### PROVIDED TEXT
WASHINGTON, D.C. – Today, the U.S. Department of Energy (DOE) announced plans to provide up to $15 million for bioimaging research to develop new and improved instrumentation and approaches to visualizing metabolic processes in living cells.

“Visualizing cellular processes as they happen in vivo is critical to deepening our insight into biological processes,” said Dr. Chris Fall, Director of DOE’s Office of Science. “These techniques will provide the new methods needed to measure cellular processes as they happen—information important for understanding, predicting, and ultimately designing beneficial new biological processes.”

Research will have two main areas of focus: (1) development of new innovative or significantly improved instrumentation and (2) demonstration of improved observational techniques. The effort is aimed particularly at improving understanding of the complex cellular processes involved in conversion of plant biomass into biofuels and bioproducts, plant-microbe interactions, and carbon fixation in soil by microbes and plants, among other topics.

### DATASET
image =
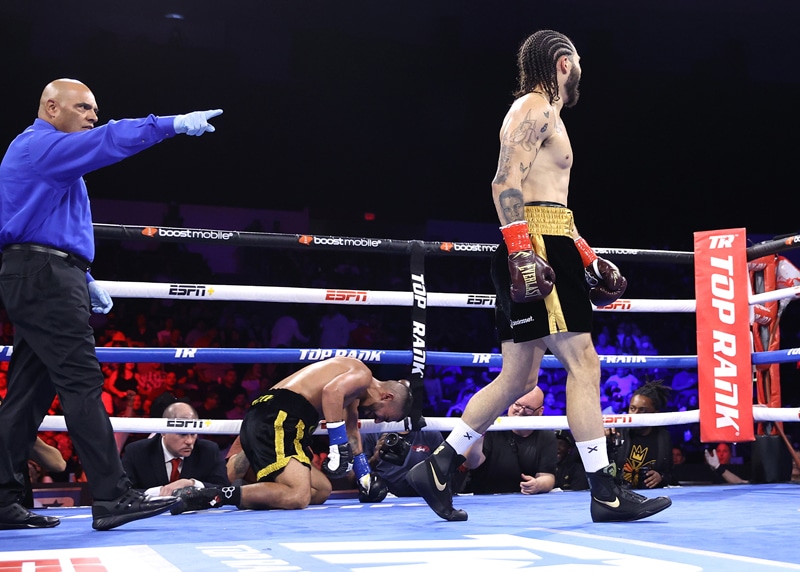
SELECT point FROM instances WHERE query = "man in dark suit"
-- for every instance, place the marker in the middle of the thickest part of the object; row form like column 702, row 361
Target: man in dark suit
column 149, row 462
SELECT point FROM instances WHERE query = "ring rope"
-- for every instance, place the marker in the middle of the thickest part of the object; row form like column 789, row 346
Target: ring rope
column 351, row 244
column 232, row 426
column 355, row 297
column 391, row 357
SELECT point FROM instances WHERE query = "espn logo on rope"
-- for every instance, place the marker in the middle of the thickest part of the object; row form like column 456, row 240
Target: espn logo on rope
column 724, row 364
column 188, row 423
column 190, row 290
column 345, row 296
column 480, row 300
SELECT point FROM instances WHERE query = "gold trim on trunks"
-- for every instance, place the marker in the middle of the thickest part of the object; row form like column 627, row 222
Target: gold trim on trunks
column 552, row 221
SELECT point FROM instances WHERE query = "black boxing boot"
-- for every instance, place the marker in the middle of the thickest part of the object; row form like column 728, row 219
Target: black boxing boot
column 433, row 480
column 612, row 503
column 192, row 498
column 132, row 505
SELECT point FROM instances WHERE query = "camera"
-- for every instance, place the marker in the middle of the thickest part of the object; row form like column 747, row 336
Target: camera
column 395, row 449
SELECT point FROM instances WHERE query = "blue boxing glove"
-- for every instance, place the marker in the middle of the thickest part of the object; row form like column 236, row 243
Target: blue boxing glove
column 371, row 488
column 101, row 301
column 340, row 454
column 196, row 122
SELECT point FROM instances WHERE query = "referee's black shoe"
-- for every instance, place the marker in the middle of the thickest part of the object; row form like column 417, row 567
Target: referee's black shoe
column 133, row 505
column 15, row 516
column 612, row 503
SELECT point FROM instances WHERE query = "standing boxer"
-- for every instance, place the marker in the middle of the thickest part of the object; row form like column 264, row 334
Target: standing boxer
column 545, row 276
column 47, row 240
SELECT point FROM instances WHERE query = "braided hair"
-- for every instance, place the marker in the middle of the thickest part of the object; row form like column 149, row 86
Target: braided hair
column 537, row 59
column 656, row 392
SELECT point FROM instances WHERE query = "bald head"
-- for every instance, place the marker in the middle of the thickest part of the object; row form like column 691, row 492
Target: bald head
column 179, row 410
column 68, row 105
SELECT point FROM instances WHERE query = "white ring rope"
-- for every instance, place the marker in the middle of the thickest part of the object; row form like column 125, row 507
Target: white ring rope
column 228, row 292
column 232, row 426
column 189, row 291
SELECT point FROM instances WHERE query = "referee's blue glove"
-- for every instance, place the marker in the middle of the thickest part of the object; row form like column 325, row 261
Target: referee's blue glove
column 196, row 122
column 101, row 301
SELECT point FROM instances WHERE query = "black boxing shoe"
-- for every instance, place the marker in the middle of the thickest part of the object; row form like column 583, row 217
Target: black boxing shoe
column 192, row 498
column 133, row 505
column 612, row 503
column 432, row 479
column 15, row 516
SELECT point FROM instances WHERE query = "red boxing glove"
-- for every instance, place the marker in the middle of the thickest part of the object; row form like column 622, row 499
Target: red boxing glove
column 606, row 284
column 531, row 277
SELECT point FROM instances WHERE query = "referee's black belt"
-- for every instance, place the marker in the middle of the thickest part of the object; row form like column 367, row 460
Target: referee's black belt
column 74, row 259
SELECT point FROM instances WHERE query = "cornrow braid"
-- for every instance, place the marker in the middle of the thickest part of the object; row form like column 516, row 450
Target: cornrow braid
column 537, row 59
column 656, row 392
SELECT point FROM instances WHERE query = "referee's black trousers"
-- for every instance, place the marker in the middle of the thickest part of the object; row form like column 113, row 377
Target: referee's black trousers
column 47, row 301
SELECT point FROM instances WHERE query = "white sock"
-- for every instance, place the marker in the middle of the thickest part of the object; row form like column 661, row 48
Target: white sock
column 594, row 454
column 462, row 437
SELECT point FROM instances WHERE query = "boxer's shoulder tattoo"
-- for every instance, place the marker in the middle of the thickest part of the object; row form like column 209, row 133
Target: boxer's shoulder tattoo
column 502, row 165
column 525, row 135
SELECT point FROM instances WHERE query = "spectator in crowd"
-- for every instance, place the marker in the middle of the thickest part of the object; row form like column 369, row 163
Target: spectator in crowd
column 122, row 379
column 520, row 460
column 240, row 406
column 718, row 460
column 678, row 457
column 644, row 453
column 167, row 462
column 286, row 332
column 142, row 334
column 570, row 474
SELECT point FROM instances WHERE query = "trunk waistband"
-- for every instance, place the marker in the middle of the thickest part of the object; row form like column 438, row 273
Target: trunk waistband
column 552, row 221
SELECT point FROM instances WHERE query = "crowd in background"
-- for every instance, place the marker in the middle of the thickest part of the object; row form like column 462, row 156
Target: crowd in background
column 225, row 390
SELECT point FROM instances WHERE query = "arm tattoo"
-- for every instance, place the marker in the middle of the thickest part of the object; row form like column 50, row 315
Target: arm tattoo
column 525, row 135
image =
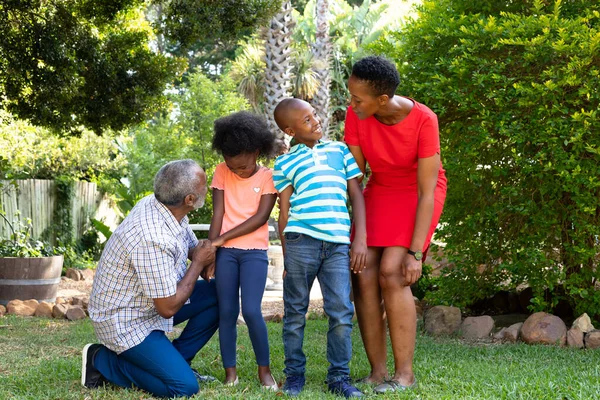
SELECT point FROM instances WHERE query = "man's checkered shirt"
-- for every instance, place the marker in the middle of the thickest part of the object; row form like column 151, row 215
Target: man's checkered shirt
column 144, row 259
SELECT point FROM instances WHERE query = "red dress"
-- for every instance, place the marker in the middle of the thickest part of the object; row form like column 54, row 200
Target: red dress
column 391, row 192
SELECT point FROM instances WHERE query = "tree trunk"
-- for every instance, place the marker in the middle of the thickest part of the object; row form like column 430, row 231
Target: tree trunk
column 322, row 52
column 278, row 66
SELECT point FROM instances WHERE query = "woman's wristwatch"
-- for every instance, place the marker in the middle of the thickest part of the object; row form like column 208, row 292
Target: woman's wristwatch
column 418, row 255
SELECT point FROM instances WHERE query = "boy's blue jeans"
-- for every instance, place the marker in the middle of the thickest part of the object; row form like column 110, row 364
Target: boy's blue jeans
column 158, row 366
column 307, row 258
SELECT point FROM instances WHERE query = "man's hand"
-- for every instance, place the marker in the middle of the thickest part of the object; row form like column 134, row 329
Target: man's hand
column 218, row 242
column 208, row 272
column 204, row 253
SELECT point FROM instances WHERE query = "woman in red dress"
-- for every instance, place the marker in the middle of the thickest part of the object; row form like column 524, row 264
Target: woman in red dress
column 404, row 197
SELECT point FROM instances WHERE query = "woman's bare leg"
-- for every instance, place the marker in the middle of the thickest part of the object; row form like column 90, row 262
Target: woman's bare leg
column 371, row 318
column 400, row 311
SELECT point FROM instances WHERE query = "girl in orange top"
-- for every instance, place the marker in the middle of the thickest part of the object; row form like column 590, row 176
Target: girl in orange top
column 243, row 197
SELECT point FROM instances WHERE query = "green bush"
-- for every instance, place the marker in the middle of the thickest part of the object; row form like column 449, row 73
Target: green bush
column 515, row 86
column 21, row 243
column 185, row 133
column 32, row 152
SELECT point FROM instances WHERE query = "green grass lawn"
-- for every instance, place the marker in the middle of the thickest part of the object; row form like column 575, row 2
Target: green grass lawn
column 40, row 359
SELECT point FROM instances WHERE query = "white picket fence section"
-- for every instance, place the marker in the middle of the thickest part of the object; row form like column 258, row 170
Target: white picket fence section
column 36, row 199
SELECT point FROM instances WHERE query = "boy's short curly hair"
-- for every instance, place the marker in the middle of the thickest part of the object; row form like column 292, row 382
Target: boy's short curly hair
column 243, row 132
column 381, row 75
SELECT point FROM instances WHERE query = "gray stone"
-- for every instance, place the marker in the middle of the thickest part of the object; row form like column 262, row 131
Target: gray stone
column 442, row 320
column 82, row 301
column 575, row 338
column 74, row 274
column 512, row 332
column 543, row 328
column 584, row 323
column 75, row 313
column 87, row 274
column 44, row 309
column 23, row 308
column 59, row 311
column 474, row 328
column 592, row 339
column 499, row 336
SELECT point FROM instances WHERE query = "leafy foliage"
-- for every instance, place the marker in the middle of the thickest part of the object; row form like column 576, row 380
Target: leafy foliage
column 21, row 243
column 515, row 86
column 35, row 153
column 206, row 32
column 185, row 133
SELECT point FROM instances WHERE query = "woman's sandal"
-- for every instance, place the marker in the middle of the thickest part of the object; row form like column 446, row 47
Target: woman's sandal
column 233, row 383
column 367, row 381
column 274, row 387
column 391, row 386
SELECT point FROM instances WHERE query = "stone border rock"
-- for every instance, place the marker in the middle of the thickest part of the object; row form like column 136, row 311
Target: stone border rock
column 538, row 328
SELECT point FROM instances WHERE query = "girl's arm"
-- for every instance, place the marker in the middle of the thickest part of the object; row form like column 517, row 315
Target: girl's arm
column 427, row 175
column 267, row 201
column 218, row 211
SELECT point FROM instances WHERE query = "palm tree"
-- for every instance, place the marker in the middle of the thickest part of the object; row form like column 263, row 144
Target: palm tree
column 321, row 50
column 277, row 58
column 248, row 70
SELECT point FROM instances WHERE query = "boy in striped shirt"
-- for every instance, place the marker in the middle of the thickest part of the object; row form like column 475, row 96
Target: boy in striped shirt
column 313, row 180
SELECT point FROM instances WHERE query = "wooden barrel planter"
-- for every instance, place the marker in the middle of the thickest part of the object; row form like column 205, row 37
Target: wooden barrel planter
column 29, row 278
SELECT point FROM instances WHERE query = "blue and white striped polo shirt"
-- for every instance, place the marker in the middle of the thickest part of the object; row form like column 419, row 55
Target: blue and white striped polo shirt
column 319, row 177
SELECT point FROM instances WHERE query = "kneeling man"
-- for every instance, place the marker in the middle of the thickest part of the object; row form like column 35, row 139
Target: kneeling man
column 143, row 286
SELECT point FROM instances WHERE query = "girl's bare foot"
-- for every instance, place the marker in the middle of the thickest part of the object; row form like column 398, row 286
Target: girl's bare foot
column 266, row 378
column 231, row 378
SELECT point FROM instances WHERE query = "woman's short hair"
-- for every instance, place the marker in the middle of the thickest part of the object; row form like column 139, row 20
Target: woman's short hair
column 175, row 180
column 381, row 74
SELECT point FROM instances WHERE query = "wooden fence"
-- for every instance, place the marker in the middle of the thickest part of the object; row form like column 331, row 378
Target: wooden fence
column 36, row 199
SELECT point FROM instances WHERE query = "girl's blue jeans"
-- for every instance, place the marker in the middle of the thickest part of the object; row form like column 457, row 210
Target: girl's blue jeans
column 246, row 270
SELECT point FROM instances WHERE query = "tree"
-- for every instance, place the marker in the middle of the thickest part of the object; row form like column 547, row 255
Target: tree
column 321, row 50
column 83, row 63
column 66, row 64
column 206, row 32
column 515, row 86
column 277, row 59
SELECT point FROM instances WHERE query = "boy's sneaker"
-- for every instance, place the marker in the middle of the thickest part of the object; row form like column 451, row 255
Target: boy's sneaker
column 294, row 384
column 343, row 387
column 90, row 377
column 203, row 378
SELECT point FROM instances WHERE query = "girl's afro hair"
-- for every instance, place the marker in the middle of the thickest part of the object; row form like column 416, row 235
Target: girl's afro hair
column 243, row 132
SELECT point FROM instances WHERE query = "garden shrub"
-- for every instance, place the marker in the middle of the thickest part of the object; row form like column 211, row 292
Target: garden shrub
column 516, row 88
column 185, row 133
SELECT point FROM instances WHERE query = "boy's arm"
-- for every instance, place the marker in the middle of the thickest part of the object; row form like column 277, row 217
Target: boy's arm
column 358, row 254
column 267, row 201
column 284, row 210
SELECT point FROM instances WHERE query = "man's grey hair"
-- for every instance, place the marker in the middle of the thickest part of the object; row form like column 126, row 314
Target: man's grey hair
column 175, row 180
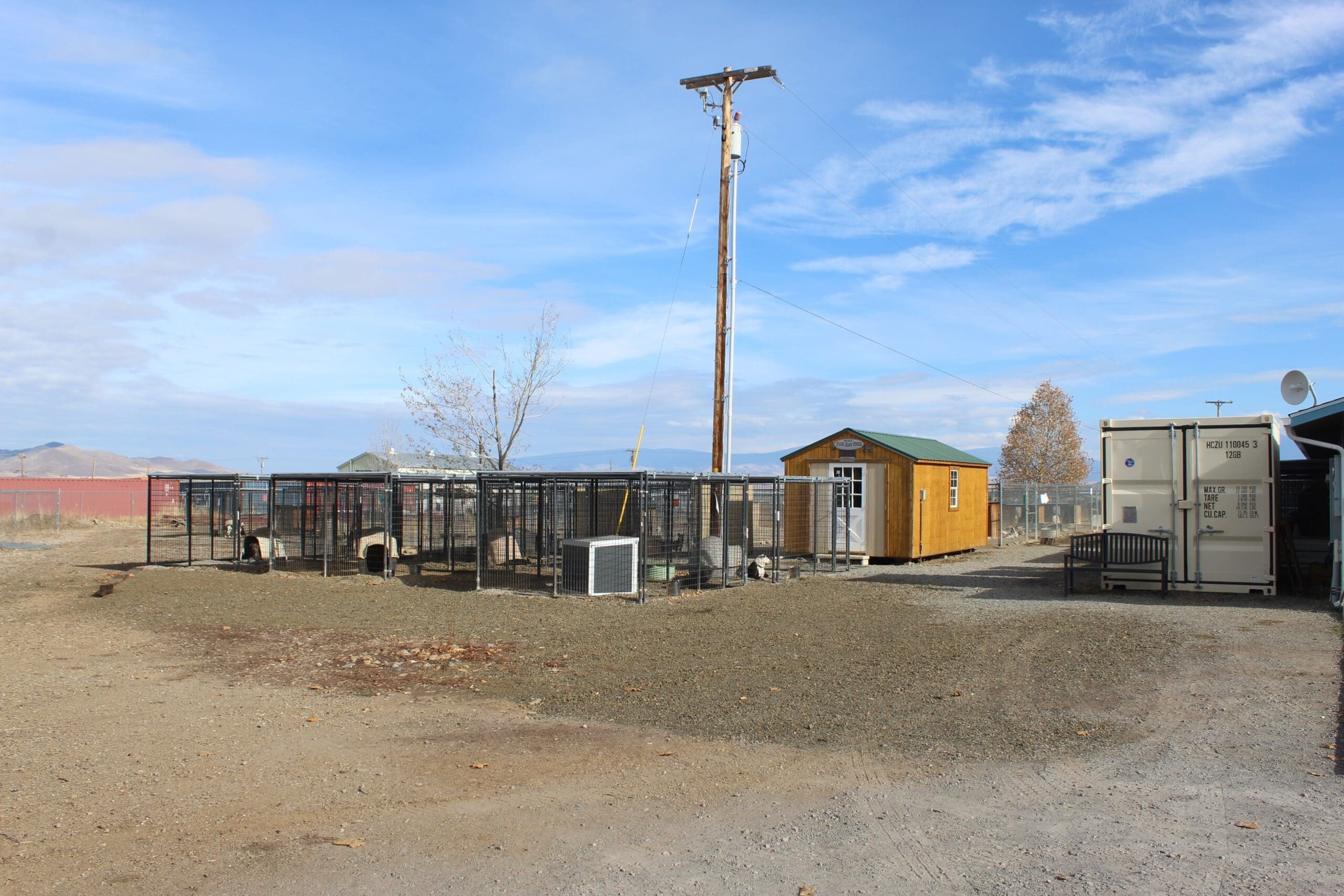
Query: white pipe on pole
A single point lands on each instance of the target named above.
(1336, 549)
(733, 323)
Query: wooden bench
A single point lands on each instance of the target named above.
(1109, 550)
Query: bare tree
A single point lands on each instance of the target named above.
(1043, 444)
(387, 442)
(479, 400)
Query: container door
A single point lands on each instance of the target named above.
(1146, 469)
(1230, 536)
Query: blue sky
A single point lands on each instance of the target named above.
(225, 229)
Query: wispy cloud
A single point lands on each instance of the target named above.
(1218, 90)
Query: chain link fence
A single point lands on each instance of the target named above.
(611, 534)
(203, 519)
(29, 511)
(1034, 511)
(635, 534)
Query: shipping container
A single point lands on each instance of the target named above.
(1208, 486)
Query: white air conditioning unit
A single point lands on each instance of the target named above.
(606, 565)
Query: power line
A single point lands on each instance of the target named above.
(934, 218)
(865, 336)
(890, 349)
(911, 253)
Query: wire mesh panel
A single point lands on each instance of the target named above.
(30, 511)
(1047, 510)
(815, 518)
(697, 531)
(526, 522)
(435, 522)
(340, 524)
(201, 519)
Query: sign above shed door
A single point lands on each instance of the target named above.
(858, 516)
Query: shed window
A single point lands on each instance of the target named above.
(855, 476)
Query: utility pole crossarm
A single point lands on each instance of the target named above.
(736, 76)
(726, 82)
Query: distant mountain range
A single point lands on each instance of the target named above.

### YOUR TASKS
[a] Answer these questions from the DOE bioimaging announcement:
(i) Up to how much funding does DOE plan to provide for the bioimaging research?
(ii) Who is named as Director of DOE's Office of Science?
(iii) What are the two main areas of focus for the research?
[b] Reproduce the DOE bioimaging announcement word for word from "Research will have" up to and including "among other topics.".

### RESPONSES FOR EACH TASK
[a]
(i) Up to $15 million.
(ii) Dr. Chris Fall.
(iii) Development of new innovative or significantly improved instrumentation, and demonstration of improved observational techniques.

[b]
Research will have two main areas of focus: (1) development of new innovative or significantly improved instrumentation and (2) demonstration of improved observational techniques. The effort is aimed particularly at improving understanding of the complex cellular processes involved in conversion of plant biomass into biofuels and bioproducts, plant-microbe interactions, and carbon fixation in soil by microbes and plants, among other topics.